**EXTRAIT DE LA PAGE:**
--------------------------------------------------
Pour Barack Obama, l’enjeu est peut-être moins les effets immédiats du «précipice budgétaire», qui pourraient être supprimés par une profonde réforme du code fiscal et des programmes sociaux en début d’année prochaine, mais davantage sa capacité future à négocier avec ses adversaires et à mener à bien des réformes qui s’imposent: immigration, éducation, infrastructures.

Timothy Geithner au front

Lors de son premier mandat, le président noir avait essayé d’introduire des éléments susceptibles de rallier les républicains, lorsqu’il s’était agi du plan de relance de l’économie ou de la réforme de la santé. Désormais, affranchi de sa «naïveté bipartisane», il a appris. Aujourd’hui, il ne lâche rien. Son secrétaire au Trésor, Timothy Geithner, chargé de mener la négociation, incarne ce ton nouveau. Présent sur cinq chaînes de télévision lors de talk-shows du dimanche, il a répété le mantra de l’administration démocrate: «Il n’y a simplement aucune raison d’augmenter les impôts de 98% des Américains, parce que des membres du Congrès, du côté républicain, veulent bloquer toute hausse du taux d’imposition pour les 2% d’Américains les plus riches.»

Quelques jours plus tôt, Timothy Geithner présentait officiellement l’offre de la Maison-Blanche: 1600 milliards de dollars de nouveaux revenus fiscaux grâce à ces augmentations d’impôts, 50 milliards de dépenses pour stimuler l’économie et 612 milliards de coupes dans le budget. L’offre de la Maison-Blanche est maximaliste, mais elle sert de base de négociation. Les républicains ont déjà répliqué: «Je n’ai jamais vu une chose pareille», a déclaré le président de la Chambre des représentants et principal négociateur républicain, John Boehner.

La technique de Barack Obama a beaucoup évolué depuis le cuisant échec des négociations entre les républicains du Congrès et le président démocrate à propos du rehaussement du plafond de la dette en été 2011 qui a presque valu à l’Amérique le défaut de paiement. Conscient des contingences du Congrès, il cherche des soutiens ailleurs. Il utilise enfin le pouvoir de persuasion dont Franklin D. Roosevelt avait fait un usage remarquable. Il a ainsi invité des syndicalistes à la Maison-Blanche, puis une dizaine de chefs de grandes entreprises. L’un d’eux, Lloyd Blankfein, président du groupe Goldman Sachs, a comparé ainsi la contribution que peut apporter l’économie privée pour sauver le pays du «précipice budgétaire» à l’engagement des entreprises américaines durant la Seconde Guerre mondiale.
--------------------------------------------------
**DONNÉES FOURNIES:**
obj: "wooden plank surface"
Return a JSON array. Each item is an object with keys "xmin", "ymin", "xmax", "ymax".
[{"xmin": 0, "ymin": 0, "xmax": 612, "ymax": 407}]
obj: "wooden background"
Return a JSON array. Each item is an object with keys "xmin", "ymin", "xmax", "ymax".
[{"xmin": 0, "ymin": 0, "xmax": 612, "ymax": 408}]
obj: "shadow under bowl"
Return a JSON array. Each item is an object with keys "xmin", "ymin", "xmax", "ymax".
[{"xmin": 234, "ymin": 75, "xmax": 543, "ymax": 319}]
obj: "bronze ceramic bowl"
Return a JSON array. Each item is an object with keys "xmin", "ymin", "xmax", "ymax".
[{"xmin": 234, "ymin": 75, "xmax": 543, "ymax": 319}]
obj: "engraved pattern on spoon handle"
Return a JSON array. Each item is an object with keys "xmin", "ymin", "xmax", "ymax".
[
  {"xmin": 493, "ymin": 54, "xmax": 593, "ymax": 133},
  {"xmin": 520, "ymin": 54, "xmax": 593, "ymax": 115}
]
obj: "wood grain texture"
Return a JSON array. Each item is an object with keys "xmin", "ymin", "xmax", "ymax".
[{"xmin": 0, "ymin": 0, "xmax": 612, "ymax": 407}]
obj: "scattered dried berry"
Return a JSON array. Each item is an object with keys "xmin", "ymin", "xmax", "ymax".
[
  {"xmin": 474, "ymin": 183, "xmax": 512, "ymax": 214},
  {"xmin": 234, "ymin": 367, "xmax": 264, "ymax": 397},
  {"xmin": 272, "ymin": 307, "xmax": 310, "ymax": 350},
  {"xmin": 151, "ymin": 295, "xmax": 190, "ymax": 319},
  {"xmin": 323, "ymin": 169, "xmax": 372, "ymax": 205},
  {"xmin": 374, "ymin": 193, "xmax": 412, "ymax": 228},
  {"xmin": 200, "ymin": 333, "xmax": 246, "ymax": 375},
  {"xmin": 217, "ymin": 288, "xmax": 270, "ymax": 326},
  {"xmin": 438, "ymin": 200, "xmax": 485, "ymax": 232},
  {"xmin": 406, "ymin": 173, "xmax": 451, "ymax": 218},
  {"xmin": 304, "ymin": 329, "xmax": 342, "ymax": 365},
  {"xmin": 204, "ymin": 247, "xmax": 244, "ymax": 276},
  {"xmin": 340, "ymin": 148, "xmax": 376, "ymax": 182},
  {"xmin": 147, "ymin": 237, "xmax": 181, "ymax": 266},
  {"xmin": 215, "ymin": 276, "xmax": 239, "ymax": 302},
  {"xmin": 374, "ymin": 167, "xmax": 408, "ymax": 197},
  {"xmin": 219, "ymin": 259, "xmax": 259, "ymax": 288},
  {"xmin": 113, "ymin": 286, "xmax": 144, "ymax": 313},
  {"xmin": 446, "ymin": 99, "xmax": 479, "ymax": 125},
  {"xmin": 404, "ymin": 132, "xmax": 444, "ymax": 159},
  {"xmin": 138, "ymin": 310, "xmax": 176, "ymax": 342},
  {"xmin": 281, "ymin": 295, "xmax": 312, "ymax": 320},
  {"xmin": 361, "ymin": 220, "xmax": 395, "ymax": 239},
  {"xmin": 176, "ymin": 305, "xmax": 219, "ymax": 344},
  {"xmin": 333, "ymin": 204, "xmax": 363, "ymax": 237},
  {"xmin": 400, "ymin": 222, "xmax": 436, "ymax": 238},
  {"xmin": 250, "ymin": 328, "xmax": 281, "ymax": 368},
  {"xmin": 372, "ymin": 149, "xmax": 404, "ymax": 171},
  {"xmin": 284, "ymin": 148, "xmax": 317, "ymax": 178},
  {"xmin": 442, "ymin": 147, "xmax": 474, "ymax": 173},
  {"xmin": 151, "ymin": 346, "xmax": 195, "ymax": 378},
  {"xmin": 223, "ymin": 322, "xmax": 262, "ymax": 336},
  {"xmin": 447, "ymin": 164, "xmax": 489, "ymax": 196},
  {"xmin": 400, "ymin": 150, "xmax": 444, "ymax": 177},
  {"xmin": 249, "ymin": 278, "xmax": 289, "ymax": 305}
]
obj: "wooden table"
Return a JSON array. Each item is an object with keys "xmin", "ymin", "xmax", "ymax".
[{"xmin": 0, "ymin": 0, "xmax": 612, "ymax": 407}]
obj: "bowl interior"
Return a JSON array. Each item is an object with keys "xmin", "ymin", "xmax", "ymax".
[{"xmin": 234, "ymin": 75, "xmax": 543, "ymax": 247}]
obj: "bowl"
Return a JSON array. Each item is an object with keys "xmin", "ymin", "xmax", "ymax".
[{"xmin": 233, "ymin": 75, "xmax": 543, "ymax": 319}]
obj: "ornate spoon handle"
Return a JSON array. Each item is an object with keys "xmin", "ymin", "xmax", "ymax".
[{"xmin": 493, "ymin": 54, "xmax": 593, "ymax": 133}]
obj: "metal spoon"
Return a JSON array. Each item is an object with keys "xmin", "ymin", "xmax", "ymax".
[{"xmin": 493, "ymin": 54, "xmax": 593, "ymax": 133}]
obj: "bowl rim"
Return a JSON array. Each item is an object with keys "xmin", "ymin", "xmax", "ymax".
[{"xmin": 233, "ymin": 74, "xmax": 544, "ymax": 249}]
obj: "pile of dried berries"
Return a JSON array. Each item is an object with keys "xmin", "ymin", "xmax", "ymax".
--------------------------------------------------
**ACTIVITÉS:**
1. D'après l'extrait, pourquoi les effets immédiats du « précipice budgétaire » ne constituent-ils peut-être pas l'enjeu principal pour Barack Obama ? Répondez en une à trois phrases.
2. Dressez la liste de toutes les personnes désignées par leur prénom et leur nom dans l'extrait.

**CORRIGÉ DES ACTIVITÉS:**
1. Ces effets immédiats pourraient être supprimés par une profonde réforme du code fiscal et des programmes sociaux en début d'année prochaine. L'enjeu tient donc davantage à la capacité future du président à négocier avec ses adversaires et à mener à bien des réformes qui s'imposent : immigration, éducation, infrastructures.

2.
- Barack Obama
- Timothy Geithner
- John Boehner
- Franklin D. Roosevelt
- Lloyd Blankfein